Content starts
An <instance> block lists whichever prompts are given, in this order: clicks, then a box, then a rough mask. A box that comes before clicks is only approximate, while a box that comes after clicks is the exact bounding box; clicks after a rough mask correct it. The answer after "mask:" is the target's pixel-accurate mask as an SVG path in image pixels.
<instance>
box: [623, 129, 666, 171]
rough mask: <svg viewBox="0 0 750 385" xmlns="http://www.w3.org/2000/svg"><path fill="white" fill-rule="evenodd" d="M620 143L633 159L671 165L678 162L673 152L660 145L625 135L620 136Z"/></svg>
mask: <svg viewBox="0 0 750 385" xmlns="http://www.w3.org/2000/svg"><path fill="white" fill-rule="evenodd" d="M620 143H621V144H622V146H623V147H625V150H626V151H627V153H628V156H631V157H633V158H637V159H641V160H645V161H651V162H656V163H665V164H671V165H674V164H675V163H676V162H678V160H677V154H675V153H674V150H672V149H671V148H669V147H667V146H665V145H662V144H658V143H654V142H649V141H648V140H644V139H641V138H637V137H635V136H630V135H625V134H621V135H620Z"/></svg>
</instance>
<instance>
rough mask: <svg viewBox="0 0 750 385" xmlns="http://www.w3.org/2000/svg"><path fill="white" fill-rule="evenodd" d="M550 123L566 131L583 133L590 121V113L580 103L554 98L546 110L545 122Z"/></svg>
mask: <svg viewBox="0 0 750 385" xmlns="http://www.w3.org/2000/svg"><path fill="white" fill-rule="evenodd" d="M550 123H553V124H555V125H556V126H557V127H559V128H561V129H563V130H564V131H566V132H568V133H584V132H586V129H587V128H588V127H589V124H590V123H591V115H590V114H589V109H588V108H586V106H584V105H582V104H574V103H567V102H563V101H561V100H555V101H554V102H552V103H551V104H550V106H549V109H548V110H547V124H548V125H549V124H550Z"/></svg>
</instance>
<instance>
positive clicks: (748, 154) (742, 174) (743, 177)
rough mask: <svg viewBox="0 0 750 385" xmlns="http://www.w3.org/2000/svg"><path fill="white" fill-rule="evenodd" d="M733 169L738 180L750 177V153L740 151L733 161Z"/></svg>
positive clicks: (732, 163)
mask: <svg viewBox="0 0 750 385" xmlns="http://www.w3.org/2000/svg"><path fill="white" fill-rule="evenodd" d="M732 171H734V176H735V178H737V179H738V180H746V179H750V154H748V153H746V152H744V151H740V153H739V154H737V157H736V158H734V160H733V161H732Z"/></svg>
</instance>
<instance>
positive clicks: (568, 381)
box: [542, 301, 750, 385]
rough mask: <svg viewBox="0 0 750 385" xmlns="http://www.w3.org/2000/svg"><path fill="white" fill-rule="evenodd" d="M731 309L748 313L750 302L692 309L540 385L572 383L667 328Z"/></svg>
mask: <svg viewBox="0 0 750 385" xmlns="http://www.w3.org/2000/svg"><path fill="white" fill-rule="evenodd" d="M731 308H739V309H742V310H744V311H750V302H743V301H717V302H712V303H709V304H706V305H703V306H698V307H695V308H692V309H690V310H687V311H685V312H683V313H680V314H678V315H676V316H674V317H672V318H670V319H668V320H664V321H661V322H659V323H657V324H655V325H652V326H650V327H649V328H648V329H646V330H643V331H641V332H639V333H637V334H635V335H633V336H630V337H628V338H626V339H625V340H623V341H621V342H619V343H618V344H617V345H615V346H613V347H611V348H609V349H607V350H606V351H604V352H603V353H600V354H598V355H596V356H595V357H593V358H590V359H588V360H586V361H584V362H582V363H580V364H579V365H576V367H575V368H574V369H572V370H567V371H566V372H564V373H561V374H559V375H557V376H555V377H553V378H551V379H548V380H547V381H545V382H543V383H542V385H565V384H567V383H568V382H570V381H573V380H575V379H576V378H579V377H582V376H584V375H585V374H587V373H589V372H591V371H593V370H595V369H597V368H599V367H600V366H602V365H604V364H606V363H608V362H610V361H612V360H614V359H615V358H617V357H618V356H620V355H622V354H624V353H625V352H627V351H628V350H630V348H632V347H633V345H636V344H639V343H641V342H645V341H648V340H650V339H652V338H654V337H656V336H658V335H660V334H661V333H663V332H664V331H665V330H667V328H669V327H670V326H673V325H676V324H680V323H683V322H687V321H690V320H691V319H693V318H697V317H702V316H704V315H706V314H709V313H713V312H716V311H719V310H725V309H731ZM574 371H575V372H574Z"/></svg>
Content ends
Put every line of the records above into a numbered list, skipping any blank lines.

SOLUTION FOR THIS TASK:
1. An <instance> block lists whichever prompts are given, in this order: clicks, then a box, then a rough mask. A box that comes before clicks is only approximate, while a box that comes after clicks is the exact bounding box; clicks after a rough mask correct it. The answer after "mask:" is the target's pixel-accurate mask as an SVG path in image pixels.
2. <instance>
3. box: [623, 129, 666, 171]
4. rough mask: <svg viewBox="0 0 750 385" xmlns="http://www.w3.org/2000/svg"><path fill="white" fill-rule="evenodd" d="M620 143L633 159L671 165L678 162L673 152L660 145L625 135L620 136Z"/></svg>
5. mask: <svg viewBox="0 0 750 385" xmlns="http://www.w3.org/2000/svg"><path fill="white" fill-rule="evenodd" d="M620 143H621V144H622V146H623V147H625V150H626V151H627V153H628V156H631V157H633V158H637V159H641V160H645V161H651V162H656V163H665V164H671V165H674V164H675V163H676V162H678V160H677V154H675V153H674V150H672V149H671V148H669V147H667V146H665V145H662V144H658V143H654V142H649V141H648V140H644V139H641V138H637V137H635V136H630V135H625V134H621V135H620Z"/></svg>
6. </instance>
7. <instance>
8. rough mask: <svg viewBox="0 0 750 385" xmlns="http://www.w3.org/2000/svg"><path fill="white" fill-rule="evenodd" d="M550 123L566 131L583 133L590 121V113L580 103L554 98L546 110L545 122Z"/></svg>
9. mask: <svg viewBox="0 0 750 385" xmlns="http://www.w3.org/2000/svg"><path fill="white" fill-rule="evenodd" d="M550 123H553V124H555V125H556V126H557V127H559V128H561V129H563V130H564V131H566V132H568V133H584V132H586V129H587V128H588V127H589V124H590V123H591V115H590V114H589V109H588V108H586V106H584V105H582V104H574V103H567V102H563V101H561V100H555V101H554V102H552V103H551V104H550V106H549V109H548V110H547V124H548V125H549V124H550Z"/></svg>
10. </instance>
11. <instance>
12. positive clicks: (748, 154) (742, 174) (743, 177)
13. rough mask: <svg viewBox="0 0 750 385" xmlns="http://www.w3.org/2000/svg"><path fill="white" fill-rule="evenodd" d="M733 169L738 180L750 177V153L740 151L733 161Z"/></svg>
14. positive clicks: (732, 163)
15. mask: <svg viewBox="0 0 750 385" xmlns="http://www.w3.org/2000/svg"><path fill="white" fill-rule="evenodd" d="M732 171H734V176H735V178H737V179H738V180H746V179H750V154H748V153H746V152H744V151H740V153H739V154H737V157H736V158H734V160H733V161H732Z"/></svg>
16. </instance>
17. <instance>
18. positive clicks: (568, 381)
19. box: [542, 301, 750, 385]
20. rough mask: <svg viewBox="0 0 750 385" xmlns="http://www.w3.org/2000/svg"><path fill="white" fill-rule="evenodd" d="M731 309L748 313L750 302L692 309L540 385L572 383L667 328Z"/></svg>
21. mask: <svg viewBox="0 0 750 385" xmlns="http://www.w3.org/2000/svg"><path fill="white" fill-rule="evenodd" d="M731 308H739V309H742V310H744V311H750V302H743V301H717V302H712V303H709V304H706V305H703V306H698V307H695V308H692V309H690V310H687V311H685V312H683V313H680V314H678V315H676V316H674V317H672V318H670V319H668V320H664V321H661V322H659V323H657V324H655V325H652V326H650V327H649V328H648V329H646V330H643V331H641V332H639V333H637V334H635V335H633V336H630V337H628V338H626V339H625V340H623V341H621V342H619V343H618V344H617V345H615V346H613V347H611V348H609V349H607V350H606V351H604V352H603V353H600V354H598V355H596V356H595V357H593V358H590V359H588V360H586V361H584V362H582V363H580V364H579V365H576V367H575V368H574V369H572V370H567V371H566V372H564V373H561V374H559V375H557V376H555V377H553V378H551V379H548V380H547V381H545V382H543V383H542V385H565V384H567V383H568V382H570V381H573V380H575V379H576V378H579V377H582V376H584V375H585V374H587V373H589V372H591V371H593V370H595V369H597V368H599V367H600V366H602V365H604V364H606V363H608V362H610V361H612V360H614V359H615V358H617V357H618V356H620V355H622V354H624V353H625V352H627V351H628V350H630V348H632V347H633V345H636V344H639V343H641V342H645V341H648V340H650V339H652V338H654V337H656V336H658V335H660V334H661V333H663V332H664V331H665V330H667V328H669V327H670V326H673V325H676V324H680V323H683V322H687V321H690V320H691V319H693V318H697V317H702V316H704V315H706V314H709V313H713V312H716V311H719V310H725V309H731ZM574 371H575V372H574Z"/></svg>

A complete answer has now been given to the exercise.